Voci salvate
#####

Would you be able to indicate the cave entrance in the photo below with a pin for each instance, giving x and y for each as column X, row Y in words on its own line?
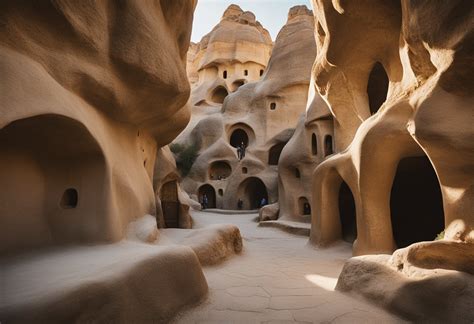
column 377, row 87
column 237, row 84
column 252, row 191
column 274, row 153
column 416, row 203
column 314, row 144
column 219, row 94
column 239, row 136
column 53, row 186
column 347, row 213
column 219, row 170
column 210, row 193
column 170, row 204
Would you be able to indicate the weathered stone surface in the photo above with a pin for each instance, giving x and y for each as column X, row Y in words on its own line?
column 403, row 284
column 79, row 122
column 269, row 212
column 261, row 114
column 403, row 152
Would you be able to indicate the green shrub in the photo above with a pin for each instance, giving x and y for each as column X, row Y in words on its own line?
column 185, row 156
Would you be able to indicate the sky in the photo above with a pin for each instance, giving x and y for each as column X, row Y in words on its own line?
column 271, row 13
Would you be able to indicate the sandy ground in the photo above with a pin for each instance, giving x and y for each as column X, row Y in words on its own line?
column 278, row 278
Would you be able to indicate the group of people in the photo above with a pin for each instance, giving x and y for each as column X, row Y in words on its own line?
column 204, row 201
column 241, row 151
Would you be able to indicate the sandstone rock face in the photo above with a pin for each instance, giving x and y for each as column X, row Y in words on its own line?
column 262, row 114
column 88, row 95
column 413, row 282
column 399, row 92
column 310, row 145
column 172, row 203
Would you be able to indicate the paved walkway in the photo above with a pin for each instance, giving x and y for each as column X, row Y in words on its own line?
column 278, row 278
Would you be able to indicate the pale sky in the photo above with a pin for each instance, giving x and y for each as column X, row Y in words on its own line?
column 271, row 13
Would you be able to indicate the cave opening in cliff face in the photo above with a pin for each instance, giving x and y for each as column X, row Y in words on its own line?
column 219, row 170
column 238, row 137
column 274, row 153
column 170, row 204
column 210, row 193
column 52, row 176
column 219, row 94
column 347, row 213
column 377, row 87
column 416, row 203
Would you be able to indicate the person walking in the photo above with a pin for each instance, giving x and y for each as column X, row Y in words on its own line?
column 240, row 204
column 242, row 150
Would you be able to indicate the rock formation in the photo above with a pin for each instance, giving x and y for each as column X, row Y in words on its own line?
column 90, row 92
column 396, row 77
column 311, row 143
column 262, row 115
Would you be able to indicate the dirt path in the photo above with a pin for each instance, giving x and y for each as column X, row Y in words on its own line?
column 278, row 279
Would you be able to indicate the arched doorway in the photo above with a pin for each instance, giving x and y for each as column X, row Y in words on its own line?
column 210, row 193
column 237, row 84
column 274, row 153
column 328, row 149
column 251, row 191
column 377, row 87
column 170, row 204
column 347, row 213
column 219, row 94
column 239, row 136
column 304, row 206
column 314, row 144
column 416, row 204
column 219, row 170
column 52, row 184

#####

#### Obiettivo
Trasforma tutte le voci qui sopra in una lista JSON di stringhe, una stringa per ogni riga, saltando le righe vuote. Lascia fuori le immagini.

#### Risultato
[
  "Would you be able to indicate the cave entrance in the photo below with a pin for each instance, giving x and y for each as column X, row Y in words on its own line?",
  "column 377, row 87",
  "column 237, row 84",
  "column 252, row 191",
  "column 274, row 153",
  "column 416, row 203",
  "column 314, row 144",
  "column 219, row 94",
  "column 239, row 136",
  "column 53, row 186",
  "column 347, row 213",
  "column 219, row 170",
  "column 210, row 193",
  "column 170, row 204",
  "Would you be able to indicate the weathered stone surface in the photo above with a pin for each instance, giving x and y for each as column X, row Y in words on its own line?",
  "column 403, row 284",
  "column 79, row 122",
  "column 269, row 212",
  "column 261, row 114",
  "column 403, row 152",
  "Would you be able to indicate the green shrub in the photo above with a pin for each instance, giving x and y for each as column X, row Y in words on its own line?",
  "column 185, row 156",
  "Would you be able to indicate the sky in the photo above with a pin for each instance, giving x and y for each as column X, row Y in words on its own line?",
  "column 271, row 13",
  "Would you be able to indicate the sandy ground in the photo above with a pin for each instance, giving x and y for each as column X, row Y in words on its own line?",
  "column 278, row 278",
  "Would you be able to indicate the group of people in the photo above with a pin for each instance, giving x and y for each as column X, row Y in words on its own line?",
  "column 204, row 201",
  "column 241, row 151",
  "Would you be able to indicate the sandstone rock face in the photo above with a pin for each instance, giving x and y for each as column X, row Y in words on its own line?",
  "column 262, row 114",
  "column 88, row 95",
  "column 413, row 282",
  "column 399, row 92",
  "column 310, row 145",
  "column 172, row 203",
  "Would you be able to indicate the paved walkway in the photo above with a pin for each instance, giving x and y for each as column X, row Y in words on its own line?",
  "column 278, row 278",
  "Would you be able to indicate the pale sky in the photo above with a pin for each instance, giving x and y for each as column X, row Y in words on its own line?",
  "column 271, row 13",
  "Would you be able to indicate the cave opening in cliff face in the photo above with a pin for each instance, giving x and y for each as column X, row Y in words on its own line?",
  "column 219, row 170",
  "column 238, row 137",
  "column 274, row 153",
  "column 170, row 204",
  "column 210, row 193",
  "column 52, row 176",
  "column 219, row 94",
  "column 347, row 213",
  "column 377, row 87",
  "column 416, row 203",
  "Would you be able to indicate the person walking in the photo above with a pin for each instance, giving x and y for each as column X, row Y in words on its own line?",
  "column 240, row 204",
  "column 242, row 150",
  "Would you be able to indicate the rock formation in the photo above with a pin for each instance, giving x and y for each as column X, row Y in words on its own line?",
  "column 90, row 92",
  "column 396, row 77",
  "column 311, row 143",
  "column 262, row 115",
  "Would you be able to indicate the dirt path in the photo above with a pin for each instance, giving x and y for each as column X, row Y in words on its own line?",
  "column 278, row 279",
  "Would you be able to indicate the arched doorway in the photo above with a pin for each instance, giving x and y for each as column X, row Y in words on its own line?",
  "column 210, row 193",
  "column 237, row 84",
  "column 274, row 153",
  "column 328, row 149",
  "column 251, row 191",
  "column 377, row 87",
  "column 170, row 204",
  "column 347, row 213",
  "column 219, row 94",
  "column 239, row 136",
  "column 304, row 206",
  "column 314, row 144",
  "column 416, row 204",
  "column 219, row 170",
  "column 52, row 184"
]